[Exercise instructions]
Everything from the line with "shown in [273,37]." through the last line of the records below should be copied exactly, both ends included.

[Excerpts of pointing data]
□ □ □ □ □ □ □
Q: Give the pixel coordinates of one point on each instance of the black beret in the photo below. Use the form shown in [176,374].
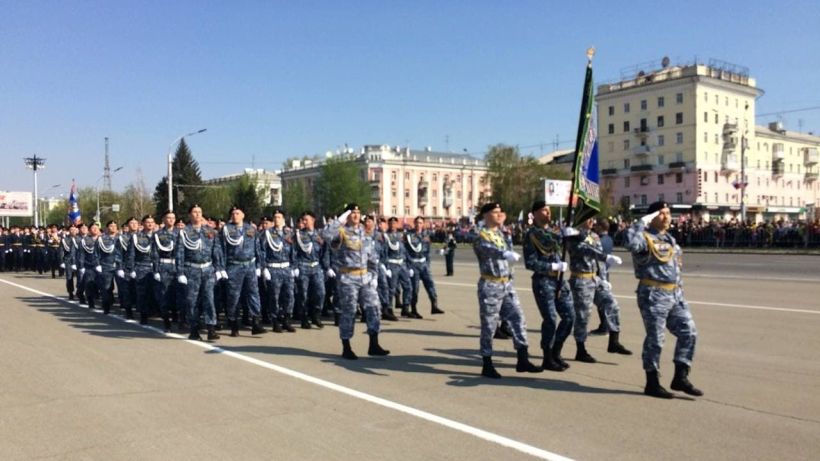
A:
[657,206]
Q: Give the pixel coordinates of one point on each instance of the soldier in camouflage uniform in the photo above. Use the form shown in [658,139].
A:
[496,295]
[656,258]
[356,282]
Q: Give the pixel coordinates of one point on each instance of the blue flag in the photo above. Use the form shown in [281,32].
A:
[74,215]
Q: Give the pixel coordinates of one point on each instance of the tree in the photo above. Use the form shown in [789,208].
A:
[341,181]
[186,173]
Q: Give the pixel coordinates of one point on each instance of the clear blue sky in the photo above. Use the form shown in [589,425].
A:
[273,79]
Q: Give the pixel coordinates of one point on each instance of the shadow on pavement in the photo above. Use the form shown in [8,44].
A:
[90,322]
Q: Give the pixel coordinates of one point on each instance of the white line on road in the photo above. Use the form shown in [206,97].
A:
[704,303]
[452,424]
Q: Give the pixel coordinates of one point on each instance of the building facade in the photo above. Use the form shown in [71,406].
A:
[407,183]
[684,133]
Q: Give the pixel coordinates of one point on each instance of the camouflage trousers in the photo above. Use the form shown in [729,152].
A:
[661,309]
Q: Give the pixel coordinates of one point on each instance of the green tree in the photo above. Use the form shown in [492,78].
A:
[186,173]
[341,181]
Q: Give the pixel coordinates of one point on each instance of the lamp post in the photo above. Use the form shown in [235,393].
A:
[97,186]
[35,163]
[171,166]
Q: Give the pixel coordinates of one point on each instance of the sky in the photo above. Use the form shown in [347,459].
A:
[275,79]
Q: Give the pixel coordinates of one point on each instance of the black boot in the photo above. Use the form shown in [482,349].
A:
[375,348]
[653,387]
[615,346]
[488,370]
[524,365]
[316,321]
[347,352]
[257,328]
[549,363]
[556,355]
[434,309]
[286,324]
[681,381]
[582,355]
[387,314]
[194,335]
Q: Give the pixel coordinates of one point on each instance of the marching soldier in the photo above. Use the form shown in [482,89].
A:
[355,283]
[542,255]
[496,296]
[655,256]
[586,259]
[276,254]
[418,253]
[312,261]
[198,259]
[240,249]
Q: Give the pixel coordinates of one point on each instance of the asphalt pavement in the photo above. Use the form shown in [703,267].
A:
[81,385]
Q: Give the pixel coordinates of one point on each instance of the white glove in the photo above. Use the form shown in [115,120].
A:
[569,231]
[648,218]
[511,256]
[559,267]
[612,260]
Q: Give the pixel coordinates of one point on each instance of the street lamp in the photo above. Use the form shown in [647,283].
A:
[35,163]
[97,187]
[171,166]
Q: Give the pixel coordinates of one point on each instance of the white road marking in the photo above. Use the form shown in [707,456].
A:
[704,303]
[452,424]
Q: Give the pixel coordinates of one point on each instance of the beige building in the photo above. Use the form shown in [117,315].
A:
[267,183]
[406,182]
[683,133]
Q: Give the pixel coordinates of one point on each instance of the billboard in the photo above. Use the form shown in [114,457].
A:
[16,204]
[556,192]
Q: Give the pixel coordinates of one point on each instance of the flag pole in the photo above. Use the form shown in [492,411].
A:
[583,120]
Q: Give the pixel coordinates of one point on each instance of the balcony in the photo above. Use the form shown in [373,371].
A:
[730,164]
[810,156]
[778,152]
[642,150]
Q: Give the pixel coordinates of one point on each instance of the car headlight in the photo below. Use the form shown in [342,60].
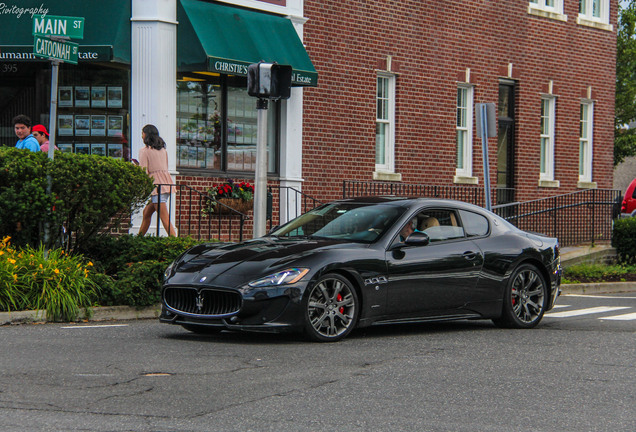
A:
[168,272]
[285,277]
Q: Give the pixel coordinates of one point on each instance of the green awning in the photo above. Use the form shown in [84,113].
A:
[106,28]
[218,38]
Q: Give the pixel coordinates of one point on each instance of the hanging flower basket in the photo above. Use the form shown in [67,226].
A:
[237,196]
[237,204]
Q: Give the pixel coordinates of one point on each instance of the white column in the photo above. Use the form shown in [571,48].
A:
[153,79]
[291,144]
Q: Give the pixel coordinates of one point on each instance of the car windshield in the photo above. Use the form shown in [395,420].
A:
[358,222]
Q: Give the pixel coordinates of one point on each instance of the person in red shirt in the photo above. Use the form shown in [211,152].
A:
[40,133]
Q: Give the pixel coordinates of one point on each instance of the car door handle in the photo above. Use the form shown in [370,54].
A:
[470,255]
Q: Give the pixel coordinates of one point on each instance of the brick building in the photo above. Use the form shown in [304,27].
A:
[383,91]
[550,70]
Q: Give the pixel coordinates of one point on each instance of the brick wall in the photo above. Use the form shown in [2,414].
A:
[431,44]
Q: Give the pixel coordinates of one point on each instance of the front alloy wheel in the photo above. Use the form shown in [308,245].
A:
[332,309]
[525,299]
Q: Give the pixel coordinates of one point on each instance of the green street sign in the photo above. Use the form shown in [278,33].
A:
[55,49]
[49,25]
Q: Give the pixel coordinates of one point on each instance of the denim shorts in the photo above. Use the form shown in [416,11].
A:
[164,198]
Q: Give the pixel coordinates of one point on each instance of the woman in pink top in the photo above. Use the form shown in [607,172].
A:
[154,159]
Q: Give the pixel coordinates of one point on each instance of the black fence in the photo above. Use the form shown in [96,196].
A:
[580,217]
[286,203]
[197,219]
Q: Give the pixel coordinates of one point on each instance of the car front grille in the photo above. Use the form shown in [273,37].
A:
[208,302]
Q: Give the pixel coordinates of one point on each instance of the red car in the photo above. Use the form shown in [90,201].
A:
[629,201]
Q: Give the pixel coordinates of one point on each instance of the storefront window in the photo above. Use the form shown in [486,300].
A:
[93,105]
[93,112]
[217,125]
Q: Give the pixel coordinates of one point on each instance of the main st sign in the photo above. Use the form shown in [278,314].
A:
[50,34]
[49,25]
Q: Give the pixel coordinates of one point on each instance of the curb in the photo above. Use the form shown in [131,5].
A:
[122,313]
[598,288]
[102,313]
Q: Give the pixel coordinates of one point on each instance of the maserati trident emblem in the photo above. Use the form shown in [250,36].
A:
[199,303]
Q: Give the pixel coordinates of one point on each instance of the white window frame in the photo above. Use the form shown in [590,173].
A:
[588,18]
[586,134]
[547,8]
[546,142]
[388,120]
[465,155]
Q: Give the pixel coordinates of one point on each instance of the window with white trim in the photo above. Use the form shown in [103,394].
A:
[547,138]
[585,141]
[594,10]
[464,128]
[554,6]
[385,124]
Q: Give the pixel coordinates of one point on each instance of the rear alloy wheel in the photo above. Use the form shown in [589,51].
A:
[332,309]
[525,299]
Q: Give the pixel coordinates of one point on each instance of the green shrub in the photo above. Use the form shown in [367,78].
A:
[45,279]
[624,239]
[87,193]
[133,266]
□ □ □ □ □ □ □
[Result for this exercise]
Q: Give the pixel coordinates of one point on each instance of the car front grille in the photo above. Use the form shown in [273,37].
A:
[208,302]
Q: Give the pixel coordinates of one point on each instance of the red car in the photo above. Use the form shown in [90,201].
A:
[629,201]
Q: Give the pixel coordinates of one point on each instance of the storefront window in the photo above. Use the form shown in [486,300].
A:
[93,105]
[93,112]
[217,125]
Q: Give the pixel coordinates of one point on each instance of the main st sign in the photo above. Use the form shown in [278,314].
A:
[50,34]
[49,25]
Q: Give the pixel coordinates of one point on each instance of the curb in the photo above. Use the form shown in [131,5].
A:
[122,313]
[598,288]
[102,313]
Q: Give the pixel coordinates of one point on each instance of the maserati trident emblem in the photo above. Use the form shown in [250,36].
A:
[199,303]
Q: Give the pixel coordinates of one point on each instance of the white window frame in the photo above. Use the form shown in [590,173].
A:
[588,18]
[586,134]
[547,8]
[546,142]
[388,120]
[465,155]
Q: Give the pixel coordinates of one point on each instance of the window with white trim in the photo above. Use the form shown in [103,394].
A:
[547,138]
[585,141]
[594,10]
[464,128]
[554,6]
[385,124]
Q: Give the pixel coordinates of one point on each instance of the rear alloy wheel in the photo above. Use the form shown in [589,51].
A:
[332,309]
[525,299]
Q: Give the pixel coordinates of one point on each instance of the green shrub in the photo above. Use the form shown in [367,78].
A:
[45,279]
[624,239]
[87,193]
[133,266]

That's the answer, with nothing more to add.